Task
Write out the line that contains "Where can the boy's", then every following line to the end of the records below, with no other lines and no changes.

[Image-grounded pointing data]
--- START ---
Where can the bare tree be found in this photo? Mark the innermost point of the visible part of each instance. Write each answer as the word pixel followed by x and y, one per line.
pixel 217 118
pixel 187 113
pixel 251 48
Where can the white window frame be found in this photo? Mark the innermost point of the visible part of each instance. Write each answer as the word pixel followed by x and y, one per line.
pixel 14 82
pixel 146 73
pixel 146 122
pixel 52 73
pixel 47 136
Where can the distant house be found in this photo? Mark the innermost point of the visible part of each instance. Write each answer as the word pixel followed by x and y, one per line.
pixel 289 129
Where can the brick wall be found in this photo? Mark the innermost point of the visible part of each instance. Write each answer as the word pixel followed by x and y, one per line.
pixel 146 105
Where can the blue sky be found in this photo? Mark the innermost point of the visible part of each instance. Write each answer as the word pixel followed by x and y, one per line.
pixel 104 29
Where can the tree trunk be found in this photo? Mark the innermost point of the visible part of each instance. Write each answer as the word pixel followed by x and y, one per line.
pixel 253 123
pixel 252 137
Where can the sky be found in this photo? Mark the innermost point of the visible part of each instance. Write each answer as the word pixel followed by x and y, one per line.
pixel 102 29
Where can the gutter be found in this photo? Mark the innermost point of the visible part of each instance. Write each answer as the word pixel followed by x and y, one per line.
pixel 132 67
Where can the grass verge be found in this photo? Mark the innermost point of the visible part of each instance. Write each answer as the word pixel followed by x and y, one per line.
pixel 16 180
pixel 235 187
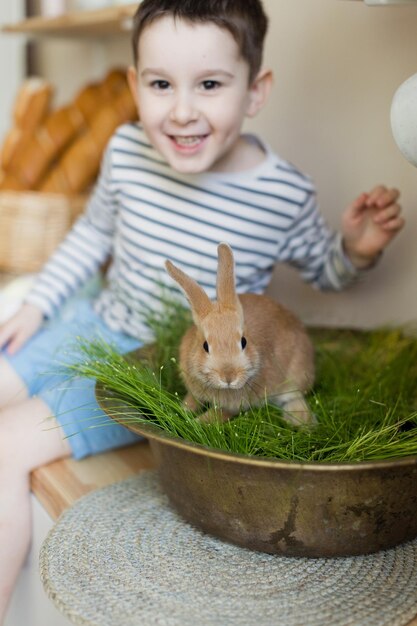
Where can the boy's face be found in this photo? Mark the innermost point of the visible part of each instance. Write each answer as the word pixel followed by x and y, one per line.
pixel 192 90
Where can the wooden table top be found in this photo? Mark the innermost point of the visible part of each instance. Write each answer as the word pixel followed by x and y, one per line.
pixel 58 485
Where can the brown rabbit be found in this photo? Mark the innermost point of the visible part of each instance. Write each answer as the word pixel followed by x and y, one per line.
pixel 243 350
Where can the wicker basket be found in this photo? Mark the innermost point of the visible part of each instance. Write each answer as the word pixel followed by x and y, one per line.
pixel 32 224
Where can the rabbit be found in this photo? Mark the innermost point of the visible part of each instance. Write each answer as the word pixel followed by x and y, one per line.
--- END ---
Response to the exercise
Where can the boy's face be found in this photo? Mark the innermost point of the visible part of each instance. Write each answer as the word pixel followed by x and y, one per line.
pixel 192 90
Where can the wooden table top be found in this photo? Mark the innermost point of the visible part of each instance. Write each answer as the word pixel followed by x and y, one per line.
pixel 58 485
Where can the brown rabbit be found in this photo? Mark the innermost point of the visible part of each instance. Write each answer as the word pixel followed by x and y, one per line.
pixel 243 350
Where can the wicker basket be found in this photo? Mark the innermost point of the visible part of each instance. Write each answer as the word pixel followed by x and y, one per line.
pixel 32 224
Where can the rabbit be found in this photo? Mark the innermost point of the visible part of each instance. Write each answer as the word pixel followed by x and y, one per line.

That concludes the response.